PASSAGE PROVIDED:
<<<<
Eight friends living in Northern California reunite for a dinner party being held at the home of spouses Mike and Lee on the night of the passing of Miller's Comet. One of the guests, Emily, hesitates over whether to accompany her boyfriend Kevin on an extended business trip to Vietnam. To the party-goers' consternation, their friend Amir brings Laurie, an inappropriately flirtatious woman and Kevin's former girlfriend. During dinner, the conversation becomes strained by the animosity between Emily's close friend Beth and Laurie, compounded when Laurie antagonizes Emily by bringing up a ballet role she lost by waiting too long to decide.

As a power outage occurs, Mike and Lee bring candles and several boxes of different colored glow sticks to use for light. The friends each take a blue glow stick, then venture outside where they see the comet passing overhead. The entire neighborhood has gone dark except for one house that still has power. When they go back inside, they notice a broken glass no-one remembers damaging. Beth's husband Hugh and Amir decide to go to the lit-up house and ask to use their phone, as Hugh's brother insisted Hugh call him if "anything strange" were to happen.
>>>>
LIST OF TASKS:
**a)** Reproduce everything from "Eight friends living" down to "long to decide." in the film summary.
**b)** Take the film summary further, continuing from where it stops.

DATA PROVIDED:
<<<<
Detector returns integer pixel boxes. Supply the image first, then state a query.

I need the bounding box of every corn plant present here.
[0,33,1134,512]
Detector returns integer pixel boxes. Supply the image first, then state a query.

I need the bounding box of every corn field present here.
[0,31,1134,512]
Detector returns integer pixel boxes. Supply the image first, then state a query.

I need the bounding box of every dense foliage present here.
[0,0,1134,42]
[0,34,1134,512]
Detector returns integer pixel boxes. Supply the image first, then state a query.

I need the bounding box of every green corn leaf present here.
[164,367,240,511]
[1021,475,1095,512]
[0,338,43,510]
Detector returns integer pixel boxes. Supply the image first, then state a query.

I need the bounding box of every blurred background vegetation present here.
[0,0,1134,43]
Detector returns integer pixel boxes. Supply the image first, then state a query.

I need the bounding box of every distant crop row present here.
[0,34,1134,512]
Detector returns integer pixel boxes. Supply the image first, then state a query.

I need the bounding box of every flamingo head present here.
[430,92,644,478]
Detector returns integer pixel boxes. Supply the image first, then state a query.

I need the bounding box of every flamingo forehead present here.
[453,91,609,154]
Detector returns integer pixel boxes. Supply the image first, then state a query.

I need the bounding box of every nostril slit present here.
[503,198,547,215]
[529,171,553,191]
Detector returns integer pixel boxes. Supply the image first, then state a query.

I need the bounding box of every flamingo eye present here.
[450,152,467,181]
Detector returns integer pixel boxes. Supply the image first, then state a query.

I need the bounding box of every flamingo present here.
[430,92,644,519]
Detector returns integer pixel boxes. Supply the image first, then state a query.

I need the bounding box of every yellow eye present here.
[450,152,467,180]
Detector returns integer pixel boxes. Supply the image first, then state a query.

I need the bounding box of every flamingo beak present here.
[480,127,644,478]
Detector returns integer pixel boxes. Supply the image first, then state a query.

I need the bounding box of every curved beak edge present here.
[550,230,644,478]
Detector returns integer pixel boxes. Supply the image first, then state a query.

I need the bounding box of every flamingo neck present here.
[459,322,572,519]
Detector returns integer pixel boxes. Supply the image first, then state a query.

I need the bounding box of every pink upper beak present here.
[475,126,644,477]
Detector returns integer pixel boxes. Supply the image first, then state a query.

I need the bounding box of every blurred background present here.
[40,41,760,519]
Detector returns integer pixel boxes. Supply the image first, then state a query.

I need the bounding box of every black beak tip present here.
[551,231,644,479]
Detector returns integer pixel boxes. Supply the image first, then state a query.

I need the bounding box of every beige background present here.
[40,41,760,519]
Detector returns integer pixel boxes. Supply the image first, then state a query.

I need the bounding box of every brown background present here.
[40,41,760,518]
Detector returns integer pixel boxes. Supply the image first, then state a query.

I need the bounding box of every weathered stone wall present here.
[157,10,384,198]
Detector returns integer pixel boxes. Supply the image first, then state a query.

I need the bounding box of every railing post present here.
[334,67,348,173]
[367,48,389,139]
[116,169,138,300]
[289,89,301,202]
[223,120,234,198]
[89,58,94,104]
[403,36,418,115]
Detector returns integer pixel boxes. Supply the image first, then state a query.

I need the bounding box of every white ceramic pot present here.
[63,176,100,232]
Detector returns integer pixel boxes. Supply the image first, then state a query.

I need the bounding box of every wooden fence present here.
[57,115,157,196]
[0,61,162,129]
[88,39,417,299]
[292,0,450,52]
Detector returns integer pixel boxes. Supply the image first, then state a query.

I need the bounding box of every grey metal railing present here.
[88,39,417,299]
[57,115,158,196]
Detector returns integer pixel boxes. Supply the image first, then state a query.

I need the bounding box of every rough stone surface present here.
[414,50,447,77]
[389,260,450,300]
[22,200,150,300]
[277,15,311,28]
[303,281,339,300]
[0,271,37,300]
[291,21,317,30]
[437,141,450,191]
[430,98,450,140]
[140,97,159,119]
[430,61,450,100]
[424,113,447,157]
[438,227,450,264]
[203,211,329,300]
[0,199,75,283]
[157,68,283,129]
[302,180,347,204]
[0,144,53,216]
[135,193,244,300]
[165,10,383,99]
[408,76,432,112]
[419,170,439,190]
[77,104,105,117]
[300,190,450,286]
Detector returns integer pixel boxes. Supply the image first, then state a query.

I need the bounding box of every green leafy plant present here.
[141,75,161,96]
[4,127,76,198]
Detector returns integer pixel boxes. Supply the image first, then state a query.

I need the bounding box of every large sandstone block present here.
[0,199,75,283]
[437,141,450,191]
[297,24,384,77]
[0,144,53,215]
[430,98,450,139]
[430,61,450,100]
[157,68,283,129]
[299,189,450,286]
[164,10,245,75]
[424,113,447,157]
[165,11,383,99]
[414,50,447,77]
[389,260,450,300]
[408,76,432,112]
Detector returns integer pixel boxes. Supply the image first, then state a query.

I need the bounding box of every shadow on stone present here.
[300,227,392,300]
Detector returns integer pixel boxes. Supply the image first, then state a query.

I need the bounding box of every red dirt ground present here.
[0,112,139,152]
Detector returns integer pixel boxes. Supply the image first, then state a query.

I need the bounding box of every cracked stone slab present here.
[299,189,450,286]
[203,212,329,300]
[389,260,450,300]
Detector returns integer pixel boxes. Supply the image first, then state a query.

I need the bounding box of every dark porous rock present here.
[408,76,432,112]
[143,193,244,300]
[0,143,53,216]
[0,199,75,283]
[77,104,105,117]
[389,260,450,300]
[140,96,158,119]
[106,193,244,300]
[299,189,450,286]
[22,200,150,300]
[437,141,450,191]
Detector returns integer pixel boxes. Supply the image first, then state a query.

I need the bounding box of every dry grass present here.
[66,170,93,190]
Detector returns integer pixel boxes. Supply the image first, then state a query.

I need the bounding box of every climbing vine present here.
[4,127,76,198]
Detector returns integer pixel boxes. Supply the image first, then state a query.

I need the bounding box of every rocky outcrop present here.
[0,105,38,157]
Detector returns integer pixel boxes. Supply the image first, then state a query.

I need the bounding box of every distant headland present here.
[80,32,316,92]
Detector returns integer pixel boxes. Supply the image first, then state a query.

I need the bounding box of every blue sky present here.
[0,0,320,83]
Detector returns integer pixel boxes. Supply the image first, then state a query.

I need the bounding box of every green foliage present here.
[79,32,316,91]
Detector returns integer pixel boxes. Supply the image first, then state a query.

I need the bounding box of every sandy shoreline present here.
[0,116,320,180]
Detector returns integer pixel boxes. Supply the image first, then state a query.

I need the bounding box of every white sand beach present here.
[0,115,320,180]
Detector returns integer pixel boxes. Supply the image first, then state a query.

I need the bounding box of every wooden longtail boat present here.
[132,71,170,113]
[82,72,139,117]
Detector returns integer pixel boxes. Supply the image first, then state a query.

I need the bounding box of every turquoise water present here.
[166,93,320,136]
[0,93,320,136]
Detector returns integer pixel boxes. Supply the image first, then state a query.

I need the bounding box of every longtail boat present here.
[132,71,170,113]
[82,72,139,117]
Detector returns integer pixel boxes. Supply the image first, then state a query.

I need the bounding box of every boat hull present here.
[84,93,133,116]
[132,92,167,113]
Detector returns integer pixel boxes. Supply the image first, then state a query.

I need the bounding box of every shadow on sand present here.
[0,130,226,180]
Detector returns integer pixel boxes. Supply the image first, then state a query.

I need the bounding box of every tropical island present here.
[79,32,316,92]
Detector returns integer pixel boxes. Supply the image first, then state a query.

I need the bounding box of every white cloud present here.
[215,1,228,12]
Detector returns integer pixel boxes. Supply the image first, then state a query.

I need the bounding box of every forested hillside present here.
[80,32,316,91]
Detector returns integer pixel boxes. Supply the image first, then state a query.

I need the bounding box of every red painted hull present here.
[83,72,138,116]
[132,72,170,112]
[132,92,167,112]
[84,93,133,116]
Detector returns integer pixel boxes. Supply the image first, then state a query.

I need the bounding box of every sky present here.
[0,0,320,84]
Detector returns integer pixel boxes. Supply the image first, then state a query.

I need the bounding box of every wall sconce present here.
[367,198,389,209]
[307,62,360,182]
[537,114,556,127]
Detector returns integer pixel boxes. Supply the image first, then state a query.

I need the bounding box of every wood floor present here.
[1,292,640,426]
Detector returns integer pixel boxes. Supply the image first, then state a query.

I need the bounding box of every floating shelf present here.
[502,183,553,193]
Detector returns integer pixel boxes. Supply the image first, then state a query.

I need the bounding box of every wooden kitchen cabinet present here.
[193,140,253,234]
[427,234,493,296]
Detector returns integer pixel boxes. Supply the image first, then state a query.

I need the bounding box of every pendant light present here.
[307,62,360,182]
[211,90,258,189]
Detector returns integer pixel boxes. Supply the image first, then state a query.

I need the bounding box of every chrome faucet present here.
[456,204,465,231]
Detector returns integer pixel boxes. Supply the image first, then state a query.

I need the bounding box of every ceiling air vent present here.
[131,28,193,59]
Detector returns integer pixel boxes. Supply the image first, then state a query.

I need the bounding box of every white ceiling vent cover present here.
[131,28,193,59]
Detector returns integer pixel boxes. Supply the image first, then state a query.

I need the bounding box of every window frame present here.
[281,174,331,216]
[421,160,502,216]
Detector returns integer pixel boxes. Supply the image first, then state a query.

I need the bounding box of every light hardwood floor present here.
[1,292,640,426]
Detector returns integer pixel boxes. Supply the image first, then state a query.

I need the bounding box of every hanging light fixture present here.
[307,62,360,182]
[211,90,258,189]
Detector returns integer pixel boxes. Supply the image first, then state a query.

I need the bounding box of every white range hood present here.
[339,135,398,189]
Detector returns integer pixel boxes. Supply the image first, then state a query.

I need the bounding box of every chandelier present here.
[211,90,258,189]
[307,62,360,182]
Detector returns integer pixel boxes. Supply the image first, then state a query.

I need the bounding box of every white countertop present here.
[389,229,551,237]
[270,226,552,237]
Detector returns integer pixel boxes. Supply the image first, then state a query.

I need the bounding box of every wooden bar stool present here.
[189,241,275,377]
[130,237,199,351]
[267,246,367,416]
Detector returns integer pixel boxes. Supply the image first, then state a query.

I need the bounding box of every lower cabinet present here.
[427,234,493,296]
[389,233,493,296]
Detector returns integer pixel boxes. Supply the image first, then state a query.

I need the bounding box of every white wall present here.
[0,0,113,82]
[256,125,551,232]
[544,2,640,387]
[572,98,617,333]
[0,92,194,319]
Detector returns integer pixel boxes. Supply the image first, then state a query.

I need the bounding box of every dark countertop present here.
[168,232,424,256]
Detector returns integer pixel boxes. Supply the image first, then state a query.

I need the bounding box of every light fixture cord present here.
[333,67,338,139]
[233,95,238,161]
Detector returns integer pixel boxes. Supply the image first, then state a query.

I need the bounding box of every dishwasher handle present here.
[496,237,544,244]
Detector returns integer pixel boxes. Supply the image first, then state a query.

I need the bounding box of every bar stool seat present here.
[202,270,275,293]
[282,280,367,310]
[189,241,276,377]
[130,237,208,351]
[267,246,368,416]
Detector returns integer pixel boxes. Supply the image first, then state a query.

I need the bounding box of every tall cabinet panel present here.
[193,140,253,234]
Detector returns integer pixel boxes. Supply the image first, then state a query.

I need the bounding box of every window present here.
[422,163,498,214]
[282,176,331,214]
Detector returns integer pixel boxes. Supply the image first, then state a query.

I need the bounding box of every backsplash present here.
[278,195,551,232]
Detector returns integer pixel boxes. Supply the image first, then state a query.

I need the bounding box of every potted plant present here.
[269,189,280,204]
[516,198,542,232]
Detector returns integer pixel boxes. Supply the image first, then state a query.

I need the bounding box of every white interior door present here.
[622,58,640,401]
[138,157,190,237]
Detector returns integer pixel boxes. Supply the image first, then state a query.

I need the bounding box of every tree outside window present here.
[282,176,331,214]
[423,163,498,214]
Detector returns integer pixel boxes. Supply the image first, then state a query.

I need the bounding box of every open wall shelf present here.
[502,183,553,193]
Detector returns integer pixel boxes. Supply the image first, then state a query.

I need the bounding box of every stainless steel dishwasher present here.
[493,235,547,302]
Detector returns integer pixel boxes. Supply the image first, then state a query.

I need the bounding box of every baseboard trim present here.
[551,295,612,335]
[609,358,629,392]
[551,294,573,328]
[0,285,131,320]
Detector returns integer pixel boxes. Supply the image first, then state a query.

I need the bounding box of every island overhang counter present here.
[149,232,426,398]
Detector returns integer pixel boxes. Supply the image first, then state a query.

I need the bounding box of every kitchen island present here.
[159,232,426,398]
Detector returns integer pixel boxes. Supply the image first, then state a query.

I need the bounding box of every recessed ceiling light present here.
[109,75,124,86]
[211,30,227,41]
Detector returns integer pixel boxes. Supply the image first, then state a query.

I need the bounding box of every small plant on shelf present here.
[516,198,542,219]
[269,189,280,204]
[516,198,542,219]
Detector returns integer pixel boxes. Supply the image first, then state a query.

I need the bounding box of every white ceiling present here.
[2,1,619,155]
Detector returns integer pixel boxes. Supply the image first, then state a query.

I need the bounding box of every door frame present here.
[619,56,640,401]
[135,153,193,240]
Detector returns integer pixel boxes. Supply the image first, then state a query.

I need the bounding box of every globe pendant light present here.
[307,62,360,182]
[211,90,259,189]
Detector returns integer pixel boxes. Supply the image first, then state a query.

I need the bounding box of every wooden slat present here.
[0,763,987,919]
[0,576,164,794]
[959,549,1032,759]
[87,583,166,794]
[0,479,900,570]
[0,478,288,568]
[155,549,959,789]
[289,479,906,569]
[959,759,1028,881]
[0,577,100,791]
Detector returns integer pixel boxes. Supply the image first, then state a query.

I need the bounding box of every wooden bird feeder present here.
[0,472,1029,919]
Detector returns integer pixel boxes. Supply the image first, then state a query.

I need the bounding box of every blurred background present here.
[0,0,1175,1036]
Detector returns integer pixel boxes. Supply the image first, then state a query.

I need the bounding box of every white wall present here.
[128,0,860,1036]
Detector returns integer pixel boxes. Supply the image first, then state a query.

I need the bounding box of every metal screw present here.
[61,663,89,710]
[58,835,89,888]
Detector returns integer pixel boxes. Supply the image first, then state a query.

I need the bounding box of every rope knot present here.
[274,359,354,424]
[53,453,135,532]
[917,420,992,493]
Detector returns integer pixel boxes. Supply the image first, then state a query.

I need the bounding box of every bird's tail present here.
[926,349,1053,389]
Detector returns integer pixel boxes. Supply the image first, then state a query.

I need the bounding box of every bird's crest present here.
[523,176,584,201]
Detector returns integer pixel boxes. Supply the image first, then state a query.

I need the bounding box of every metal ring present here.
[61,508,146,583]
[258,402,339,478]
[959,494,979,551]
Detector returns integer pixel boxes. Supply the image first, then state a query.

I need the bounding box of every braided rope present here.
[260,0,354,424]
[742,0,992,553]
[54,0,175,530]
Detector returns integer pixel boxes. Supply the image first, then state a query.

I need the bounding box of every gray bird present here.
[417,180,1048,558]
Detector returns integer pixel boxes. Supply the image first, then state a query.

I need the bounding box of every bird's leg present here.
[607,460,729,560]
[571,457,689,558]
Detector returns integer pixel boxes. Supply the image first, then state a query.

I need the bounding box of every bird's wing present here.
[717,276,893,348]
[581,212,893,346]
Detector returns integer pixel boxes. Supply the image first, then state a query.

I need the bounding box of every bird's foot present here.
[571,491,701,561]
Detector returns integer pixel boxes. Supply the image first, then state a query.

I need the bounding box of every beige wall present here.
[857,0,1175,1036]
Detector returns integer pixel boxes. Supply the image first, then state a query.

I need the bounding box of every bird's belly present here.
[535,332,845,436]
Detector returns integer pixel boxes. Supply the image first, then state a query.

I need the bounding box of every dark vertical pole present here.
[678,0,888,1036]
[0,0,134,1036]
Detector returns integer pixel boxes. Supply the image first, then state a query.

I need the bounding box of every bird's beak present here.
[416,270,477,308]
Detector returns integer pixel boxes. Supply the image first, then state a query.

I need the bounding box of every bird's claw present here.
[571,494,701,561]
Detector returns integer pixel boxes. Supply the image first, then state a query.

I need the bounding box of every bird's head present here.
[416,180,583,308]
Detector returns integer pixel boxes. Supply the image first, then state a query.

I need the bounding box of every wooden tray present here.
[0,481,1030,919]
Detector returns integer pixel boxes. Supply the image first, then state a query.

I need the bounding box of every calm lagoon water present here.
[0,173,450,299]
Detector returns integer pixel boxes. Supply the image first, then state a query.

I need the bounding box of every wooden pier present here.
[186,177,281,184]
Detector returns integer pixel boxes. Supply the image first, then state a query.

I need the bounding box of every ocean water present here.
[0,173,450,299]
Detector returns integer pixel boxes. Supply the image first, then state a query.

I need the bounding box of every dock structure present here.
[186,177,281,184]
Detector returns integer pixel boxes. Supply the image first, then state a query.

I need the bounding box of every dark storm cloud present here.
>>>>
ANSWERS TO THE EXERCISE:
**a)**
Eight friends living in Northern California reunite for a dinner party being held at the home of spouses Mike and Lee on the night of the passing of Miller's Comet. One of the guests, Emily, hesitates over whether to accompany her boyfriend Kevin on an extended business trip to Vietnam. To the party-goers' consternation, their friend Amir brings Laurie, an inappropriately flirtatious woman and Kevin's former girlfriend. During dinner, the conversation becomes strained by the animosity between Emily's close friend Beth and Laurie, compounded when Laurie antagonizes Emily by bringing up a ballet role she lost by waiting too long to decide.

**b)**
When Hugh and Amir return, both have face wounds and are carrying a box which turns out to contain a ping-pong paddle and photographs of everyone, including one of Amir that could only have been taken that night, with numbers written on the backs. Hugh, deeply upset, reveals that he looked into the other house and saw a table set for a dinner party with eight places. The group realize the other house is an alternate version of the one they are in. Emily writes down the numbers from the box on a notepad, looking for a pattern, but cannot find one.

Hugh decides to write a note to leave at the other house, only for a man to approach the house and pin an exact copy of the note to their door before Hugh can go and place it on theirs. Emily, Kevin, Mike, and Laurie decide to go to the other house together, carrying the glow sticks for light. On the way there, they encounter a wandering group of exact doubles of them, carrying red glow sticks rather than blue, causing each group to flee back to their houses.

Hugh goes to his car to retrieve a book belonging to his brother, a physicist, containing information about the concept of quantum decoherence. They deduce that the comet has created two split realities, one of which will collapse once the comet has passed. After Beth is falsely accused of lacing their food with a vial of ketamine she brought, they surmise that an area of dense darkness outside in the darkened neighborhood will send anyone who passes through it to a different reality's house. They argue about how to deal with the other house and consider stealing the book from the other Hugh's car to prevent their doubles from acquiring the same knowledge. Mike, agitated and starting to drink heavily, expresses a desire to kill their doubles before the doubles can kill them, eventually deciding to blackmail the other house's Mike into staying away from the book via a note.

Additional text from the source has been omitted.